▸ CHALLENGE 1
In the forum thread comparing Google's TPUs with Nvidia, how many very simple cores are the Gen 1 TPUs said to have?
▸ CHALLENGE 2
Write the next few sentences of the forum thread about Google's TPUs and Nvidia, picking up after its final line.

▸ QUOTED PASSAGE
(begin)
But this was all theory and why starting to see a little more concrete results like this where Google with their TPUs able to charge 1/2 the price of using Nvidia is value. Then we also have the paper from Google on the Gen 1.

I would guess Google is working on a gen 3. Nvidia is trying to catch a moving target but without the data. So they are behind, trying to catch up, but missing an arm.

A perfect example of this phenomenon is Capsule network pioneered by Hinton. They use dynamic routing which is potentially going to require different approach to memory access as the pattern would be different than CNN or RNN.

Today the problem is memory access and no longer instruction execution. Google nailed the low hanging fruit with the Gen 1 TPUs. They have 65536 very simple cores. Now you have to go after memory access.

Your post is all over the place so a bit hard to respond. Google Fiber was NOT about cost. It was about AT&T and other established players with some local governments making it difficult for Google to access what they needed to be able to compete.

I hate debating something with someone that is doing what you are doing. Google Fiber? Really?

"I think they are actually farther along and more aggressive about exploring deep learning"

I do a LOT of surfing on sites and can easily say this is the craziest thing I have read in a bit. You are honestly comparing Nvidia to Google? Really?

Google solved Go a decade early. Hinton did the Capsule networks and basically the farther of DL. Well made it actually work. What breakthrough came from Nvidia?

A single one?

There is so much crazy stuff in your posts this must be driven by something else and something emotional? Your points are just not based on reality. Is this really about Google firing Damore?
(end)
▸ RECORDS
(begin)
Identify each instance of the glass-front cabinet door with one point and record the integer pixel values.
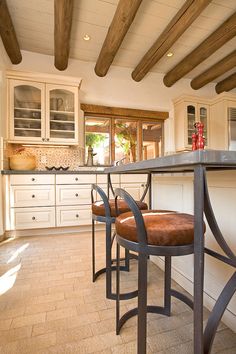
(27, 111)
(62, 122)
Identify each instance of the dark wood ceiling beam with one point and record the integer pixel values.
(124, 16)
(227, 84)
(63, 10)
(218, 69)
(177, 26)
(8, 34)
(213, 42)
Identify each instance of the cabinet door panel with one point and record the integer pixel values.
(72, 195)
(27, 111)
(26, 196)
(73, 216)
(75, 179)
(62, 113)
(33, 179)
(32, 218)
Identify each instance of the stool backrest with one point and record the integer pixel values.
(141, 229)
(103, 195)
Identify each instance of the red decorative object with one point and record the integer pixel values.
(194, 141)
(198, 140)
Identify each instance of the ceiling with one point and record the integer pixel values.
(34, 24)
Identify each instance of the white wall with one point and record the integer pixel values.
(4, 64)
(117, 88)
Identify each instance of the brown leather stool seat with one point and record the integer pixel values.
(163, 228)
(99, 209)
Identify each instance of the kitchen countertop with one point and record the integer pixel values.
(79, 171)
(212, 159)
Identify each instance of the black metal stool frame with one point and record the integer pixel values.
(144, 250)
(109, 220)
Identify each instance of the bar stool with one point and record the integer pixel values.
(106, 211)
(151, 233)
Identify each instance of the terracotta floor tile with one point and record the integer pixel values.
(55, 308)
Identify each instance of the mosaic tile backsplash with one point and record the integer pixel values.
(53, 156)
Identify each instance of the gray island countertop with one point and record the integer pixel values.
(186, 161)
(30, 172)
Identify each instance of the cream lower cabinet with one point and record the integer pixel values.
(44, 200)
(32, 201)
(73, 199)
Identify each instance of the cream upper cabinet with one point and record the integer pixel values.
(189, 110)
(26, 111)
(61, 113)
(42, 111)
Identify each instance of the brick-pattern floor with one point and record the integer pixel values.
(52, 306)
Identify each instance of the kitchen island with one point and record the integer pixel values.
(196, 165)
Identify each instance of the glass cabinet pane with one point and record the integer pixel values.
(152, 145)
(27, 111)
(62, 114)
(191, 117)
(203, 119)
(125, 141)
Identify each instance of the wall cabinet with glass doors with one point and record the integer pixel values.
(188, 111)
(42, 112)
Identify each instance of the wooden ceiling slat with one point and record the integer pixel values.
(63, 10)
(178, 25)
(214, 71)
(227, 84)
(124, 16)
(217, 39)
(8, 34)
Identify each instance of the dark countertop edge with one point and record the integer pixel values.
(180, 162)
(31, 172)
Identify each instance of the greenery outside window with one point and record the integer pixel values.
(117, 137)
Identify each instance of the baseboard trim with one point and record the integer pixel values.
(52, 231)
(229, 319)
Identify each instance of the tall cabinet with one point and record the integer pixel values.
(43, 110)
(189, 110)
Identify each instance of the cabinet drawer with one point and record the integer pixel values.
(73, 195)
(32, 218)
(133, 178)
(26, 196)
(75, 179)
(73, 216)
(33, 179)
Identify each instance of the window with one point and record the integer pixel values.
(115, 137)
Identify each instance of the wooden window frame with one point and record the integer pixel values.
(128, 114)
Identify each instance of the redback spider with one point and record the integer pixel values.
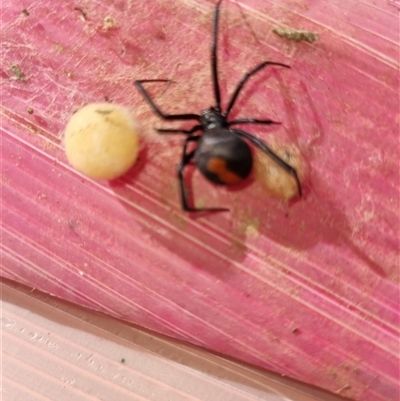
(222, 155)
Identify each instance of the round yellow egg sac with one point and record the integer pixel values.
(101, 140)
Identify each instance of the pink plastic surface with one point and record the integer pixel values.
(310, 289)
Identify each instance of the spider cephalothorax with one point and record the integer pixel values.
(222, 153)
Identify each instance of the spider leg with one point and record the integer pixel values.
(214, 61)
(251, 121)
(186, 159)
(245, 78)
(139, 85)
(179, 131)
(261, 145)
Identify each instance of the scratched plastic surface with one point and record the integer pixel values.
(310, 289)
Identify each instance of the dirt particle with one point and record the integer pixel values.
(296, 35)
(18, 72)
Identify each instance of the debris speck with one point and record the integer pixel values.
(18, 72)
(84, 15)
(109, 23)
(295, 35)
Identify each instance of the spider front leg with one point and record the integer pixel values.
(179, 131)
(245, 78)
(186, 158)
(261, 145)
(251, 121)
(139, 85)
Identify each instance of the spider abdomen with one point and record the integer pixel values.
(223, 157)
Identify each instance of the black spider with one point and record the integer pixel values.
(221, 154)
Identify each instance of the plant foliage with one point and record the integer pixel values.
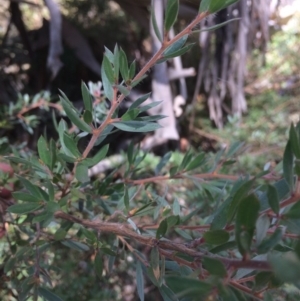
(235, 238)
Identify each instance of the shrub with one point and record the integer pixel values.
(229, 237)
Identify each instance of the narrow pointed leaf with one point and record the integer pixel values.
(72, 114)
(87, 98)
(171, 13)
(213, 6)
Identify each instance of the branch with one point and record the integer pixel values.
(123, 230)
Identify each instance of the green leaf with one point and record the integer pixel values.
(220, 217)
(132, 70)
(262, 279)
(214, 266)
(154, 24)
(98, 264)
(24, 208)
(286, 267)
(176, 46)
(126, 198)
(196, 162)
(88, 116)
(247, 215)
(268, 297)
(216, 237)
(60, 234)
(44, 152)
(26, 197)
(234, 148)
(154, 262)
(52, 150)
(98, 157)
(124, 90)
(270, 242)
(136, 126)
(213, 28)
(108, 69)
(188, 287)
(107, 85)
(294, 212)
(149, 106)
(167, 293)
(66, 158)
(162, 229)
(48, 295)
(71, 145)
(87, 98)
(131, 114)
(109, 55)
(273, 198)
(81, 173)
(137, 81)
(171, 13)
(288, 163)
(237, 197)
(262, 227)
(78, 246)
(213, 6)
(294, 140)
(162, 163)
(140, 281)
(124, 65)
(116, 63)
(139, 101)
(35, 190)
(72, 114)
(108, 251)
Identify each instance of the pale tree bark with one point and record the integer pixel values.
(end)
▸ RESPONSE 1
65536

▸ RESPONSE 2
BTW, Nvidia read the Google Gen 1 TPU paper and why we see them doing similar things. But Google is going to move to addressing the memory access problems as that is the next area to improve. Once Google figures it out then you will see Nvidia just copy the approach like they are doing with the gen 1 TPUs.

I listened to this Nvidia presentation on YouTube and they were basically quoting the Google TPU paper. Talking about using 8 bit, integers, etc, for inference.

Google will release the gen 3 and then share a paper on the gen 2 and we will see Nvivida then try to copy that one. Nvidia always a couple of steps behind.

But I am a super curious person and can you share what this is really all about?

link

smallnamespace 2977 days ago

Well, that's quite a lot to digest.

I'm not sure why you think I must be conspiratorial, although I will admit the thesis that 'Nvidia is an AI leader in software' is unusual, but ultimately I think well-supported by the public record and some diligent research.

I've been watching Nvidia for awhile, and one thing you notice quickly is that, much like Apple, they don't pre-announce or oversell vaporware; they tend to only announce things that they have already worked on for years and are imminently available.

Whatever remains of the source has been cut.